April 2, 2019
A Dive Into Digital Dividends
California Governor Gavin Newsom recently called for a data dividend “because we recognize that your data has value, and it belongs to you.” The notion that platforms should pay out a portion of their profits to their users has been gaining steam more broadly, as well. But the idea is misplaced for three primary reasons:
- Advertising revenue does not equal the value of data;
- Even if data is jointly created, joint control isn’t the most efficient outcome; and
- Consumers already benefit from ad-supported platforms to the tune of $7 trillion a year.
Parsing Dividends and Data
I applaud this legislature for passing the first-in-the-nation digital privacy law last year. But California’s consumers should also be able to share in the wealth that is created from their data. And so I’ve asked my team to develop a proposal for a new data dividend for Californians, because we recognize that your data has value and it belongs to you.

» SET PROBLEM A
Please count the lines in the listing that contain the string "tree", and give only that number.
The data dividend article and the listing that follows it are unrelated.

» DATA RECORDS

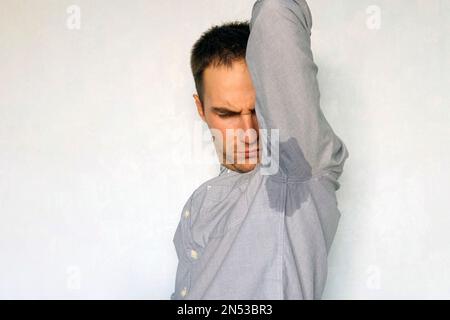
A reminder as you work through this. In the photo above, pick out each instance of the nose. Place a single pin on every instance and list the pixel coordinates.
(250, 128)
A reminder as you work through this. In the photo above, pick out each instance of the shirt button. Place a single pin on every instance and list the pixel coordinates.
(194, 254)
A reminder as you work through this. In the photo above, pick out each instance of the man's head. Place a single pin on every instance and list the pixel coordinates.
(225, 96)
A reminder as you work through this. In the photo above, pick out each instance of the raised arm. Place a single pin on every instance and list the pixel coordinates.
(284, 74)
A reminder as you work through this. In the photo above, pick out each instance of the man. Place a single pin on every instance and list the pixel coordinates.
(250, 233)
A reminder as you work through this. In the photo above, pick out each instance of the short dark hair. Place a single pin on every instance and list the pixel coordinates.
(218, 46)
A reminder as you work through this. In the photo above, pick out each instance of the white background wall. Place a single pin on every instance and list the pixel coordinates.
(97, 126)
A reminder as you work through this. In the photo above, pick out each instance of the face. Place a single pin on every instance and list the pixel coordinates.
(229, 111)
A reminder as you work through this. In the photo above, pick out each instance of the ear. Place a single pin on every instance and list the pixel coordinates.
(200, 107)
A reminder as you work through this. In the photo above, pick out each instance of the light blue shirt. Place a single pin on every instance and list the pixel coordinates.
(257, 236)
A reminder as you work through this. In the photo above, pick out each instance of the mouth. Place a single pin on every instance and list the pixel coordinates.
(250, 153)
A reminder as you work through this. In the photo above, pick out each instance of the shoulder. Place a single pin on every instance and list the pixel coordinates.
(271, 9)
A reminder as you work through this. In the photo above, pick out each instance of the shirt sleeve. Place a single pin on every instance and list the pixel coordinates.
(283, 72)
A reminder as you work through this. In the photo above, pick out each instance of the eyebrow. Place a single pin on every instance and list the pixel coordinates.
(224, 110)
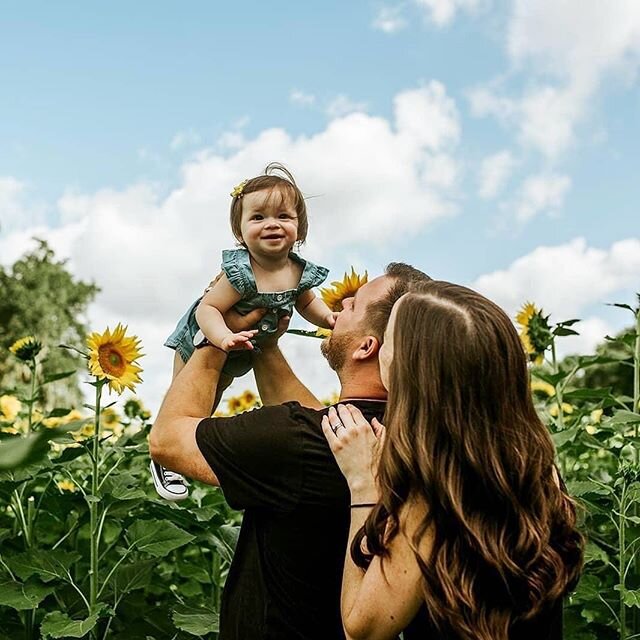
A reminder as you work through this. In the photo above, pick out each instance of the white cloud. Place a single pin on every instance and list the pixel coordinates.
(566, 279)
(342, 105)
(428, 116)
(390, 19)
(495, 170)
(543, 193)
(442, 12)
(566, 48)
(301, 97)
(188, 138)
(372, 182)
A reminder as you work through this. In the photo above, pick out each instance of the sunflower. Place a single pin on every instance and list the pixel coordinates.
(340, 290)
(566, 409)
(9, 408)
(112, 357)
(235, 405)
(535, 332)
(249, 398)
(66, 485)
(26, 348)
(543, 387)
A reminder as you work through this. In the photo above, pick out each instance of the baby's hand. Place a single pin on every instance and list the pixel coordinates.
(238, 341)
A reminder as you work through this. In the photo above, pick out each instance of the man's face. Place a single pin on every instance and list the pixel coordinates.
(350, 325)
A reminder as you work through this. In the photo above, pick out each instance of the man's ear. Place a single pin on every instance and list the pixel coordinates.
(367, 348)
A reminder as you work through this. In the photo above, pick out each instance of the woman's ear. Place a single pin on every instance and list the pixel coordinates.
(367, 348)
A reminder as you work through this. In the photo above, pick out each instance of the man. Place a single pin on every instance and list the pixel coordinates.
(275, 464)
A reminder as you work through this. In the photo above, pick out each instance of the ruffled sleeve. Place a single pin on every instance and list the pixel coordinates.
(312, 276)
(237, 267)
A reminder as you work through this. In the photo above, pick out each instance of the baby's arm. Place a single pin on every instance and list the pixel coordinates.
(219, 299)
(313, 309)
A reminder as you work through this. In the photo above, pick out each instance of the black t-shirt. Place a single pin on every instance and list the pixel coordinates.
(284, 583)
(276, 465)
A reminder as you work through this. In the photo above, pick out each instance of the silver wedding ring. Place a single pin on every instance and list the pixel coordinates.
(335, 427)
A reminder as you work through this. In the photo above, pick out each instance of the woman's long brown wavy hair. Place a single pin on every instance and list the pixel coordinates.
(464, 439)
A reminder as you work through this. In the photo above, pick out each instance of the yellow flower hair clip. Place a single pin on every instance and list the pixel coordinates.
(237, 191)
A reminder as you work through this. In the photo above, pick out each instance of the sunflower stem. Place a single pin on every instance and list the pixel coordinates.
(94, 504)
(31, 401)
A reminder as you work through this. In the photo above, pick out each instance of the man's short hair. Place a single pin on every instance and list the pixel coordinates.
(406, 278)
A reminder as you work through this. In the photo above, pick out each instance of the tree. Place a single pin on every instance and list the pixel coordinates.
(38, 296)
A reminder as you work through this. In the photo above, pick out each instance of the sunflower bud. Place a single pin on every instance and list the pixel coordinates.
(26, 349)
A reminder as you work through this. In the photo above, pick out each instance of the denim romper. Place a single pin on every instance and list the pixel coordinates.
(236, 265)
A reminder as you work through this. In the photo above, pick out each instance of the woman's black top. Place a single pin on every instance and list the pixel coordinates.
(546, 626)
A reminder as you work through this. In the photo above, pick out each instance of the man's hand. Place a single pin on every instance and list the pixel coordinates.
(237, 322)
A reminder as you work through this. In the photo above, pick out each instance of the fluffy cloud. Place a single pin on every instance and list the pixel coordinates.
(342, 105)
(371, 183)
(442, 12)
(566, 279)
(495, 170)
(539, 194)
(389, 20)
(567, 48)
(182, 139)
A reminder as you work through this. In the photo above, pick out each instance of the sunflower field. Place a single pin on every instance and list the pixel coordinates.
(88, 549)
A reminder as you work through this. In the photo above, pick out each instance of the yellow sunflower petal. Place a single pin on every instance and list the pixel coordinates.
(341, 289)
(112, 357)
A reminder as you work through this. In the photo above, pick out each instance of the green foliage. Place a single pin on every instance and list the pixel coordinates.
(593, 415)
(88, 549)
(38, 296)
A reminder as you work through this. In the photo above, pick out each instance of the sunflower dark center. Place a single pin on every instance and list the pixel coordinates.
(111, 360)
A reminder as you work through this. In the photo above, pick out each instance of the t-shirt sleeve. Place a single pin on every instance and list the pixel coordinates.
(256, 456)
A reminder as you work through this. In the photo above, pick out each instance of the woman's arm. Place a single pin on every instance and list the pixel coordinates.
(379, 603)
(314, 309)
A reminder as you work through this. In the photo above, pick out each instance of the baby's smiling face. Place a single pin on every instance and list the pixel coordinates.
(269, 223)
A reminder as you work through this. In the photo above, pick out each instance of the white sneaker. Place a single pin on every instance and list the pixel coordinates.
(170, 485)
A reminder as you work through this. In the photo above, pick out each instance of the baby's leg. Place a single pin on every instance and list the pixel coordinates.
(223, 383)
(178, 365)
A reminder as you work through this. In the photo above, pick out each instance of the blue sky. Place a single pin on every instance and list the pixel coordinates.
(490, 143)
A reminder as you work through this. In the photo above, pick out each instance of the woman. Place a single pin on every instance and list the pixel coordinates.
(464, 532)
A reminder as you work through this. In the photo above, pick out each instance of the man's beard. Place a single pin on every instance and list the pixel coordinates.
(336, 350)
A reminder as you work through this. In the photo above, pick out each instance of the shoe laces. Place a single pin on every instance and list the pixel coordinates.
(171, 476)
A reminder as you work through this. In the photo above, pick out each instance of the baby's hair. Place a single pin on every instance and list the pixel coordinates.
(278, 178)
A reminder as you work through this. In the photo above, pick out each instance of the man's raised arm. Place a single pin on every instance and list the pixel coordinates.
(172, 441)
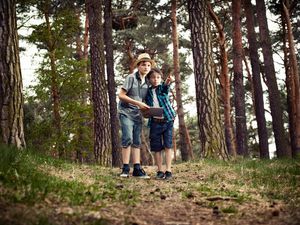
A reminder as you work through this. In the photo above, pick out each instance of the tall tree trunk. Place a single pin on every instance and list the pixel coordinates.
(282, 147)
(225, 85)
(115, 139)
(54, 84)
(185, 143)
(257, 86)
(102, 129)
(239, 92)
(81, 149)
(212, 140)
(294, 79)
(11, 96)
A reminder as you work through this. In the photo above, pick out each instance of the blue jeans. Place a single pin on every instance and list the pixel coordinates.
(131, 132)
(161, 135)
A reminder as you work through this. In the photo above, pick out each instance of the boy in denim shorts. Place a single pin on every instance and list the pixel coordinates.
(161, 128)
(132, 94)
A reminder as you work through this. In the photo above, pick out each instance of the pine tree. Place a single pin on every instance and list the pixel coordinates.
(102, 128)
(212, 140)
(11, 95)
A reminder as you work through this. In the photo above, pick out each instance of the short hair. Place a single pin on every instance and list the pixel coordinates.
(154, 70)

» SET PROBLEM B
List the three reasons the data dividend article gives for calling the idea misplaced.

» CORRECT RESPONSE A
3

» CORRECT RESPONSE B
- Advertising revenue does not equal the value of data.
- Even if data is jointly created, joint control isn't the most efficient outcome.
- Consumers already benefit from ad-supported platforms to the tune of $7 trillion a year.